--- START MATERIAL TO PROCESS ---
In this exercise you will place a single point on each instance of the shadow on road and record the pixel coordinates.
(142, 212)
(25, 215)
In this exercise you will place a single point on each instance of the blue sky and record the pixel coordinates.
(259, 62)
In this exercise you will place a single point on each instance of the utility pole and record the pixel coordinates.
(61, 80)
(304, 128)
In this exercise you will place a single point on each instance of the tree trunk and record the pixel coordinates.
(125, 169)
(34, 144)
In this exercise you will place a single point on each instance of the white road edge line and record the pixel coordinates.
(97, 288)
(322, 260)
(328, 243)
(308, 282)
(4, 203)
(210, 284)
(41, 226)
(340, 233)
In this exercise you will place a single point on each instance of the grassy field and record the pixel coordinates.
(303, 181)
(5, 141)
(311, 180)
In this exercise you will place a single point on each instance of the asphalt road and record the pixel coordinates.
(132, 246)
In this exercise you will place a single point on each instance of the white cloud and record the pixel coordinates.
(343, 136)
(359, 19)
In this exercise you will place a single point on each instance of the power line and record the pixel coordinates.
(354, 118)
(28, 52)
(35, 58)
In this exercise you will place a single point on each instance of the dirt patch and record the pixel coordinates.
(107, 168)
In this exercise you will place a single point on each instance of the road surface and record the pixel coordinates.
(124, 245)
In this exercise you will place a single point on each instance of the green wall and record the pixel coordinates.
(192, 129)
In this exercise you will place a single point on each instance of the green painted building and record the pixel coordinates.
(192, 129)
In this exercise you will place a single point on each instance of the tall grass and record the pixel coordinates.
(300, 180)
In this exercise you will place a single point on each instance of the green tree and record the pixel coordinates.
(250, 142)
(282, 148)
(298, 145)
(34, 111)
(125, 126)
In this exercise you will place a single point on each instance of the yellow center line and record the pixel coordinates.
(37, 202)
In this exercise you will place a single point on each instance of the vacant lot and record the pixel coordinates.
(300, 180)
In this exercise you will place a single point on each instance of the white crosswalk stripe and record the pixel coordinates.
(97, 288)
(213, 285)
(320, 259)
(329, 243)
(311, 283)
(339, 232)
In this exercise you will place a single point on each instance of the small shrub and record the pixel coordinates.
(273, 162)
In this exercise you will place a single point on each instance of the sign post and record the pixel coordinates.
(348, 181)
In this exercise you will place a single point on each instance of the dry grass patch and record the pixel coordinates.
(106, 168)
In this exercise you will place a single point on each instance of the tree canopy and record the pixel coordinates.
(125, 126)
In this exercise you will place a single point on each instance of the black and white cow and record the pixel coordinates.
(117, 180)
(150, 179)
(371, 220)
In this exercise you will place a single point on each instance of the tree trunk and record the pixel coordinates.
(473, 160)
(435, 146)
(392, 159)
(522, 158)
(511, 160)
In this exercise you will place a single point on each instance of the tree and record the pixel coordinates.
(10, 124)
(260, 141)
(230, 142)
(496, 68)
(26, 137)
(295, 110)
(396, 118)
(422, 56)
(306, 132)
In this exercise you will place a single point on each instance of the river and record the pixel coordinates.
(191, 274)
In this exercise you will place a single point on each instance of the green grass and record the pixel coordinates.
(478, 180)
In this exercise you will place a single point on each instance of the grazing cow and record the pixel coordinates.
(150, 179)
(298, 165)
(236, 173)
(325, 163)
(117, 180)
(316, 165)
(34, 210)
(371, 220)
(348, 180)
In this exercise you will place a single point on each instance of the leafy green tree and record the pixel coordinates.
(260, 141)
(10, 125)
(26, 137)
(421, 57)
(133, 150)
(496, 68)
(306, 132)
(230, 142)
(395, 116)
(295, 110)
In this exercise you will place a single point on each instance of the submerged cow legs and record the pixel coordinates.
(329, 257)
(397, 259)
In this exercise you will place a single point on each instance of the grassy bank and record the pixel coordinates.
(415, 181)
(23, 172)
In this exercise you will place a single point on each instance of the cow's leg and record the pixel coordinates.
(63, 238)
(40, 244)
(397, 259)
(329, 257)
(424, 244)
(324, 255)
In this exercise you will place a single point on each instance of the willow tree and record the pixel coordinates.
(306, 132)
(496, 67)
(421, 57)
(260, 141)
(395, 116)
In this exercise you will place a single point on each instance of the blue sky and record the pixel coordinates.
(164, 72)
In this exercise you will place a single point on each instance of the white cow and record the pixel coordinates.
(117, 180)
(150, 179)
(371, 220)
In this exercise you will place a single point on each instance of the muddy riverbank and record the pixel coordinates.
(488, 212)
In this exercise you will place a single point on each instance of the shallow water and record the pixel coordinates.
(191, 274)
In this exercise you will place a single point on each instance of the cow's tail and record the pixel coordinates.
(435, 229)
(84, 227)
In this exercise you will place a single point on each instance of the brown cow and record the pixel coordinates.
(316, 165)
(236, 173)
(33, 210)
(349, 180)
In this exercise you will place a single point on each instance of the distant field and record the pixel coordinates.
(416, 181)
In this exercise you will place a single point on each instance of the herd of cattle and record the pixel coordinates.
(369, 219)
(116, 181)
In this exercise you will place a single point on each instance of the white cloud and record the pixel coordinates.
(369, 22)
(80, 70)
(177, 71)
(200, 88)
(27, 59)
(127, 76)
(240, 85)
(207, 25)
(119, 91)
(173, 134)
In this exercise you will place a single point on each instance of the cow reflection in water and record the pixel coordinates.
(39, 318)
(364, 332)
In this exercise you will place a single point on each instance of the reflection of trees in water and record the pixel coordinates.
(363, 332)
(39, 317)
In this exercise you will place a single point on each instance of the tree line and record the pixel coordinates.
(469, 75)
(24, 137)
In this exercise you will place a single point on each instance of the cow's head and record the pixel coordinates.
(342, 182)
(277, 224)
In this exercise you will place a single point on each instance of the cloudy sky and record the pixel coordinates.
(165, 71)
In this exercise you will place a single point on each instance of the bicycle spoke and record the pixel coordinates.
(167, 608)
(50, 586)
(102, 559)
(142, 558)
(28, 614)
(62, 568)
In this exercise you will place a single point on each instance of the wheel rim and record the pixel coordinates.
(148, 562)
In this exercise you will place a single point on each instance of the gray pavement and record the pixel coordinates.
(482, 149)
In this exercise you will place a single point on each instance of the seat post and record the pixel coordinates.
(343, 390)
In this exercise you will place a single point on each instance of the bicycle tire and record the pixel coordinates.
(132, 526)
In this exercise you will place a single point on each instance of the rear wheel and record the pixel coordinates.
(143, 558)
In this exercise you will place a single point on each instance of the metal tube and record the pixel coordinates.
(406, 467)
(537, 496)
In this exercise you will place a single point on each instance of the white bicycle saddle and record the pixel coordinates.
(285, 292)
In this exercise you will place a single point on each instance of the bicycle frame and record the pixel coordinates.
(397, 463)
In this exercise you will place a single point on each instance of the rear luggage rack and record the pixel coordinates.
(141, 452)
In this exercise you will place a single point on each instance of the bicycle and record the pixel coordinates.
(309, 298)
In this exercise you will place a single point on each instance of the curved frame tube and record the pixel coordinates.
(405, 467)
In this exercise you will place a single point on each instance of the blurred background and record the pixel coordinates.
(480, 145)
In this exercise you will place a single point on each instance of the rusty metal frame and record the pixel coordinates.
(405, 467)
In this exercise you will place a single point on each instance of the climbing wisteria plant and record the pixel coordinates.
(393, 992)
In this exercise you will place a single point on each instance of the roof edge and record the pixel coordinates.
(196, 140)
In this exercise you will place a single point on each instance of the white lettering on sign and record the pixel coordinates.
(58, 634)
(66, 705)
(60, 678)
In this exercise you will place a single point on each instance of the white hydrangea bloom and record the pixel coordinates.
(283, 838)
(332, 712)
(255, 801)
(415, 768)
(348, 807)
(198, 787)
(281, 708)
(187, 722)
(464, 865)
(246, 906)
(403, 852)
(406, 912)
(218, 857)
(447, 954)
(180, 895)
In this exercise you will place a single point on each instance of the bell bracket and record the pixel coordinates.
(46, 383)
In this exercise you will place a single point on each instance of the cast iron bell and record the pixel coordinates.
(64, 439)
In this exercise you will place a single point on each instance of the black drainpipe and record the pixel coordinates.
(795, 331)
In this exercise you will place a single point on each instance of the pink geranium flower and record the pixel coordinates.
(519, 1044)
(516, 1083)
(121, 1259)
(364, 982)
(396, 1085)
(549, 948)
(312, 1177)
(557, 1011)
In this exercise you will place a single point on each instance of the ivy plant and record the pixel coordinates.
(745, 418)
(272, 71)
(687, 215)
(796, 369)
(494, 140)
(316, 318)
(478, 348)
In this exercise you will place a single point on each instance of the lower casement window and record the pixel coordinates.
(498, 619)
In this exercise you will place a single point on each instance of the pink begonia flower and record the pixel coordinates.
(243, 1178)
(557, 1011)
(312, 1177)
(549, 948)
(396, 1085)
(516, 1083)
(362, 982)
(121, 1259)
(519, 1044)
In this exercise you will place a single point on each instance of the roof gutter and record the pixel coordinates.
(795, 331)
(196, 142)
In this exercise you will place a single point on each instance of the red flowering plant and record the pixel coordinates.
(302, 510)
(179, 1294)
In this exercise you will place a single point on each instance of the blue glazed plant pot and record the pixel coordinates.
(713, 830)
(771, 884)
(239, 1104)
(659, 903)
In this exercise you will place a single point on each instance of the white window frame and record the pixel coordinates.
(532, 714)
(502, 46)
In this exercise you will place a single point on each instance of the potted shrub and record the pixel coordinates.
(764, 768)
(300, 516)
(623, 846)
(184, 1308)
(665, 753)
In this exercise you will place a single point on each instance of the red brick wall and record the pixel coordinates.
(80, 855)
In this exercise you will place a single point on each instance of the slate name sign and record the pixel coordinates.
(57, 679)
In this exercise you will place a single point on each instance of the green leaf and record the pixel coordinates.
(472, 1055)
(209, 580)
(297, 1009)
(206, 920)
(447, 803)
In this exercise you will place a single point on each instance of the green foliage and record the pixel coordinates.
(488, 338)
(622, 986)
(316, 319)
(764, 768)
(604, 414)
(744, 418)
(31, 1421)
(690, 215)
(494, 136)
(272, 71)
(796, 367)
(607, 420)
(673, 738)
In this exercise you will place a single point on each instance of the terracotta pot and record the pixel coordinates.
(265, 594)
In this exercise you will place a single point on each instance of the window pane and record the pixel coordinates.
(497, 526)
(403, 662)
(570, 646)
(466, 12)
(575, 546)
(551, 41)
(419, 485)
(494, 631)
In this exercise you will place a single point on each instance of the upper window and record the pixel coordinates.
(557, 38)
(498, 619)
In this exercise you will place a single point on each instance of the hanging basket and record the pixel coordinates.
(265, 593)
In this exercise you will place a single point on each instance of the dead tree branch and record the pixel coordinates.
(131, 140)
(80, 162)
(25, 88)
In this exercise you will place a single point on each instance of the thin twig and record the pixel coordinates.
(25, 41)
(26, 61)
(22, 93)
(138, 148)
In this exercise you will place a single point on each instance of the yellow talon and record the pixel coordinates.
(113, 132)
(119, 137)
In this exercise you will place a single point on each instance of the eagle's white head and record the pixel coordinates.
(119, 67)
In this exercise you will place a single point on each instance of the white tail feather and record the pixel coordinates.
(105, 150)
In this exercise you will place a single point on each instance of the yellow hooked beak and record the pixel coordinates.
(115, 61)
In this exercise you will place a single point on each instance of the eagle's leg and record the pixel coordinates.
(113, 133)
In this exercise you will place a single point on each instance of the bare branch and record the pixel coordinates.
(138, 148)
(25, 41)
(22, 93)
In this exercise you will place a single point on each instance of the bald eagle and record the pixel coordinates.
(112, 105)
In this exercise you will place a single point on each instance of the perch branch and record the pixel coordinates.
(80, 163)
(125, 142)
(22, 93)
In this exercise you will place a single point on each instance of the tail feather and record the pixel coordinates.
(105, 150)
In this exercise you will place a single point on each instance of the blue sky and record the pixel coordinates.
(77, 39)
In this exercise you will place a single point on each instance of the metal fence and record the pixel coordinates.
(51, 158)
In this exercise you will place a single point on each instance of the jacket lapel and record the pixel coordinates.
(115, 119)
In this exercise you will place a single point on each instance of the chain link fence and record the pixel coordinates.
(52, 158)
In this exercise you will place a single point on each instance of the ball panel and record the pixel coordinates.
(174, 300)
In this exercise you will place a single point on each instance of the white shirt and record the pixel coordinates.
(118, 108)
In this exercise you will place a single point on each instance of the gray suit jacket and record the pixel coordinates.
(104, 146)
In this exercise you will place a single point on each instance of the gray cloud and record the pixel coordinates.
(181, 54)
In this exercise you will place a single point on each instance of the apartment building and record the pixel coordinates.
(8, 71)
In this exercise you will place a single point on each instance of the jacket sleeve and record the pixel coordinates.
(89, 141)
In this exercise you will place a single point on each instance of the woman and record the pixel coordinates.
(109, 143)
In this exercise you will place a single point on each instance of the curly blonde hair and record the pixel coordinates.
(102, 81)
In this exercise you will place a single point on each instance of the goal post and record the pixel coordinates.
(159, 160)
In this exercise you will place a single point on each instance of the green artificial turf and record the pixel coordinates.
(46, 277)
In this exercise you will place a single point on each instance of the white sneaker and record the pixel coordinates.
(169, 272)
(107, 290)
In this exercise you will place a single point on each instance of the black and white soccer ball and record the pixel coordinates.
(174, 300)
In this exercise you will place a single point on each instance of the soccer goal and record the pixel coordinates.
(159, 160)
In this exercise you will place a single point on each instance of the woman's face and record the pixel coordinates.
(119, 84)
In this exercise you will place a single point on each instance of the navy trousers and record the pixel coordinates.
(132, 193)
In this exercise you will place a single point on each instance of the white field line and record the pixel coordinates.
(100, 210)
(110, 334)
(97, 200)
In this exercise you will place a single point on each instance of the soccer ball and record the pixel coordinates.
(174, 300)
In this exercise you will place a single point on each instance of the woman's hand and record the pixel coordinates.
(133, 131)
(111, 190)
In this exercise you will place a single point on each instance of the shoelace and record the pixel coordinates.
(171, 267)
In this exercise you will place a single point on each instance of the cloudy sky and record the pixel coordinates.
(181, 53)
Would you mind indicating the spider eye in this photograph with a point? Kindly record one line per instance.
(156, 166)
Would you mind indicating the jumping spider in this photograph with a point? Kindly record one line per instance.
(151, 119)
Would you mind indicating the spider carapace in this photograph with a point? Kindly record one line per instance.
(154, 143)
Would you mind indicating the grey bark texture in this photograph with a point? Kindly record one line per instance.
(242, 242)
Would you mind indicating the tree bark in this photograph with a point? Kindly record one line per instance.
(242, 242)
--- END MATERIAL TO PROCESS ---
DIRECTION: Beginning at the line containing "hand and record the pixel coordinates.", repeat each line exactly through the last line of the entries, and include no other lines.

EXPECTED OUTPUT:
In this exercise you will place a single point on each instance of the woman's hand and record the pixel coordinates.
(133, 131)
(111, 190)
In this exercise you will place a single point on each instance of the shoelace and record the pixel coordinates.
(171, 267)
In this exercise you will place a single point on each instance of the cloudy sky and record the pixel coordinates.
(181, 53)
Would you mind indicating the spider eye in this photograph with a point? Kindly record one line per instance.
(156, 166)
Would you mind indicating the jumping spider in this photograph with a point? Kindly record one line per instance.
(151, 119)
Would you mind indicating the spider carapace in this photograph with a point? Kindly record one line per instance.
(154, 143)
Would you mind indicating the grey bark texture in this photograph with a point? Kindly record one line per instance.
(242, 242)
Would you mind indicating the tree bark in this photograph with a point? Kindly record one line per instance.
(242, 242)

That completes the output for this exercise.